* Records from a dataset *
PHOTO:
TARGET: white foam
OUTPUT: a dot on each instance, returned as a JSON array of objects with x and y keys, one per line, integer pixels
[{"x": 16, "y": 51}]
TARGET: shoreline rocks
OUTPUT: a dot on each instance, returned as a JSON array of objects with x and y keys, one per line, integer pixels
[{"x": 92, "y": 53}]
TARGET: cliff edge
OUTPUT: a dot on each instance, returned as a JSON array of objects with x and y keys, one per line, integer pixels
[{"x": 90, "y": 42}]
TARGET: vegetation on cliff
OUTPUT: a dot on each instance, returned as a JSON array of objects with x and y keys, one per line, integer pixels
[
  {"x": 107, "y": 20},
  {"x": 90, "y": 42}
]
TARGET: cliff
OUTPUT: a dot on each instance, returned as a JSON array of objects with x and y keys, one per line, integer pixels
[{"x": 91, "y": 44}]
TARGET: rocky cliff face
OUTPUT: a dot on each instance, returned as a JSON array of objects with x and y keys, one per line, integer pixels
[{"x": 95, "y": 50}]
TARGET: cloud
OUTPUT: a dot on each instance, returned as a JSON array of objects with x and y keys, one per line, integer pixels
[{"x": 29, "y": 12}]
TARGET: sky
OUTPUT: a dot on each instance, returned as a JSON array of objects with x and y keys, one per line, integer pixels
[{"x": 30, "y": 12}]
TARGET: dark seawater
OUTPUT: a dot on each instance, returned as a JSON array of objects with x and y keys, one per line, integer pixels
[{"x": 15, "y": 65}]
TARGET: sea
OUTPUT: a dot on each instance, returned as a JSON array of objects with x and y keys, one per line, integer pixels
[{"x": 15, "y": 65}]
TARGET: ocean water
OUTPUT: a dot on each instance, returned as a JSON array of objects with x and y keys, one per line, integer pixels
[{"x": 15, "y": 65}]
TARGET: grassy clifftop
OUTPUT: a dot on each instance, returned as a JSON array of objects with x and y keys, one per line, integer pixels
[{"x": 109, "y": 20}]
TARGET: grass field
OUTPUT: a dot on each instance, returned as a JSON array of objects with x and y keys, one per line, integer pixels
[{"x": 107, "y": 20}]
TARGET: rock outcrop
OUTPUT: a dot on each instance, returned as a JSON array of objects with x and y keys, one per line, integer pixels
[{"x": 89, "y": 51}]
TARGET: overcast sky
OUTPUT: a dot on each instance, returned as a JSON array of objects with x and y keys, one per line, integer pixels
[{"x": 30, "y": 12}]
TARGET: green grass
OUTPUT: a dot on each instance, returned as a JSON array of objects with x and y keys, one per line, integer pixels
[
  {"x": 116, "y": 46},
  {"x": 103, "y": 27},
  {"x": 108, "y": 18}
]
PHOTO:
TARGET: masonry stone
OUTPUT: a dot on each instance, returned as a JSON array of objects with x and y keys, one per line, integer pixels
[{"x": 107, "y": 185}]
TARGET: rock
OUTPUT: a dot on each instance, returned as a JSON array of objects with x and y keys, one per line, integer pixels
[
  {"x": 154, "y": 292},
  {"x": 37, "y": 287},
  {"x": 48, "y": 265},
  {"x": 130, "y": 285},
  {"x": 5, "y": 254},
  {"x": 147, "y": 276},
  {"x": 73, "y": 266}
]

* The task *
Please print, exactly and with nothing else, the lines from the first line of the entries through the line containing "TARGET: grass field".

* Reply *
PHOTO:
TARGET: white foam
OUTPUT: a dot on each instance, returned as a JSON array of objects with x and y keys, one per line, integer pixels
[{"x": 16, "y": 51}]
TARGET: shoreline rocks
OUTPUT: a dot on each instance, returned as a JSON array of objects with x and y keys, one per line, integer pixels
[{"x": 92, "y": 53}]
TARGET: cliff edge
OUTPUT: a dot on each instance, returned as a JSON array of objects with x and y keys, one per line, integer pixels
[{"x": 90, "y": 42}]
TARGET: vegetation on cliff
OUTPUT: a dot on each instance, returned as a JSON array of objects with x and y keys, one per line, integer pixels
[
  {"x": 107, "y": 20},
  {"x": 90, "y": 42}
]
TARGET: cliff
OUTPUT: a dot on each instance, returned as a JSON array of objects with x and y keys, one per line, integer pixels
[{"x": 91, "y": 44}]
TARGET: rocky cliff face
OUTPUT: a dot on each instance, returned as a JSON array of objects with x and y keys, one per line, integer pixels
[{"x": 95, "y": 50}]
TARGET: cloud
OUTPUT: a dot on each instance, returned as a JSON array of objects with x and y keys, one per line, integer pixels
[{"x": 29, "y": 12}]
TARGET: sky
OUTPUT: a dot on each instance, returned as a JSON array of objects with x and y keys, one per line, integer pixels
[{"x": 30, "y": 12}]
TARGET: dark seawater
OUTPUT: a dot on each instance, returned as a JSON array of objects with x and y keys, one per line, integer pixels
[{"x": 15, "y": 65}]
TARGET: sea
OUTPUT: a dot on each instance, returned as a JSON array of objects with x and y keys, one per line, integer pixels
[{"x": 15, "y": 65}]
TARGET: ocean water
OUTPUT: a dot on each instance, returned as a JSON array of objects with x and y keys, one per line, integer pixels
[{"x": 15, "y": 65}]
TARGET: grassy clifftop
OUTPUT: a dot on each instance, returned as a JSON array of objects with x and y keys, one per line, integer pixels
[{"x": 109, "y": 20}]
TARGET: grass field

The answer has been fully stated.